[Stored dataset items]
========================

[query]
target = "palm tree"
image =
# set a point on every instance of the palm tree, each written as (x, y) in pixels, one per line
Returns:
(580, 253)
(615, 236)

========================

- **Exercise**:
All of the data above needs to be written out exactly.

- **Task response**:
[query]
target = "palm tree"
image =
# set a point on every instance of the palm tree, each written as (x, y) in pixels, one per line
Returns:
(580, 253)
(615, 236)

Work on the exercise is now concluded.